Вся политика и публицистика Достоевского представляет сплошное шатание и сумбур, в котором есть, однако, одна самостоятельная, оригинальная черта: ненужная, беспричинная, безрезультатная жестокость. И если я сопоставлю Достоевского с его же созданием, Фомой Опискиным, то, конечно, очень хорошо понимаю, что первый умен и талантлив, а второй глуп и бездарен. О житейских отношениях Достоевского нам ничего не известно, да, пожалуй, и не надобно знать, ибо мы хотим только видеть, как житейская ненужная жестокость Фомы Опискина отражается в литературной деятельности Достоевского.
Начнем с конца, то есть с публицистики, потому что тут дело стоит проще и яснее всего, хотя довольно и трудно, едва ли даже возможно говорить о публицистике Достоевского, не касаясь его беллетристики.

ЗАДАЧА A: Посчитайте, в скольких строках записей встречается слово «white», учитывая регистр букв. В ответе укажите только число.
Статья и записи никак между собой не связаны.

ИЗВЛЕЧЁННЫЕ ДАННЫЕ:
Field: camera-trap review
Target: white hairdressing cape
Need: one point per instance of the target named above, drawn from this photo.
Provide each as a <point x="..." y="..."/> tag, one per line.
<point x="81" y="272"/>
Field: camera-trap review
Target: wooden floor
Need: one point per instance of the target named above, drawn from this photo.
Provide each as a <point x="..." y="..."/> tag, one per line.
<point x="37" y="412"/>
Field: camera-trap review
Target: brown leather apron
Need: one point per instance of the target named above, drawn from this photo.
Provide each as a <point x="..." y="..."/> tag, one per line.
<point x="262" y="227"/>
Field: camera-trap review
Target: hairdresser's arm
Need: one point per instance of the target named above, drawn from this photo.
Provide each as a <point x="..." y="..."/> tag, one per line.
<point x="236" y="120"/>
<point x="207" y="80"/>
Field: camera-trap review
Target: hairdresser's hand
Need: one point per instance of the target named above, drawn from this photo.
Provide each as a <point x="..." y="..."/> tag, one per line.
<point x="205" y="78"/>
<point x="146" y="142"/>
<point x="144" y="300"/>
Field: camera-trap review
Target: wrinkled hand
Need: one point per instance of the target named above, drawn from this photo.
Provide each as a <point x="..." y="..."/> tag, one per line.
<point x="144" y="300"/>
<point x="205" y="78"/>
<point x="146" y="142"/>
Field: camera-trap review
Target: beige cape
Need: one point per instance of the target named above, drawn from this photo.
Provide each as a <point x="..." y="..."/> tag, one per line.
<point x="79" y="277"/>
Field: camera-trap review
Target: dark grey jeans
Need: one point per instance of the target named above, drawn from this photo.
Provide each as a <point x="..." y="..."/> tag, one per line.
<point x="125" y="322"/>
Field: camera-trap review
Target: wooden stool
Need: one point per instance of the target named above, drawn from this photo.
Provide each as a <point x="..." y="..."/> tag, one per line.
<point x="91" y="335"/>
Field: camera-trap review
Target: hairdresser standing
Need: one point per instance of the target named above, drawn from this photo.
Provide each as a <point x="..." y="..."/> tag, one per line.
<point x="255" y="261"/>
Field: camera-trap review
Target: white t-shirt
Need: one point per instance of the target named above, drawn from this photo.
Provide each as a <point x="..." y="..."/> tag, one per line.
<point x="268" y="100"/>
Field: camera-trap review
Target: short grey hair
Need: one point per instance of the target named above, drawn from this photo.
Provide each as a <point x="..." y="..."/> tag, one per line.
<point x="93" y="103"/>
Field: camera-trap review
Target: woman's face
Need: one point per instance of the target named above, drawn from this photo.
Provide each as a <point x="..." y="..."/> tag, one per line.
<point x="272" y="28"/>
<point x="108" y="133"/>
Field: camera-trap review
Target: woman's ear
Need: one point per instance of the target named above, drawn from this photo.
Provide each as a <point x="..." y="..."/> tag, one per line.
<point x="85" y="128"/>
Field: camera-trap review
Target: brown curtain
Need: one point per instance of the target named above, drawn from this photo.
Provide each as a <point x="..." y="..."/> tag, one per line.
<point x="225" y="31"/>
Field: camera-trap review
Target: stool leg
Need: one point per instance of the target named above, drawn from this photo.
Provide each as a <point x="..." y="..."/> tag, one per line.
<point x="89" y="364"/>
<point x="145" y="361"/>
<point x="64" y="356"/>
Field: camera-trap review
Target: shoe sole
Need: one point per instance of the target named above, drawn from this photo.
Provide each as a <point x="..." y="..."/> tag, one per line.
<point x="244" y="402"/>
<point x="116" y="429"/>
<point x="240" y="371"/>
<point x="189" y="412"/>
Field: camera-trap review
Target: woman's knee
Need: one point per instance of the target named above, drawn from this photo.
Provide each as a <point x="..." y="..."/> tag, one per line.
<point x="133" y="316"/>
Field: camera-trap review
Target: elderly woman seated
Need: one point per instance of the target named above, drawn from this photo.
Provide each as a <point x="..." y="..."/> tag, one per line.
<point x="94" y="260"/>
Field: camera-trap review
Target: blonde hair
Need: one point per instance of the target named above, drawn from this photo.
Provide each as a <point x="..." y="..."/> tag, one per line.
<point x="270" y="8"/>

ЗАДАЧА B: С каким персонажем Достоевского автор статьи сопоставляет самого Достоевского?

ОЖИДАЕМЫЙ ОТВЕТ A: 2

ОЖИДАЕМЫЙ ОТВЕТ B: С Фомой Опискиным.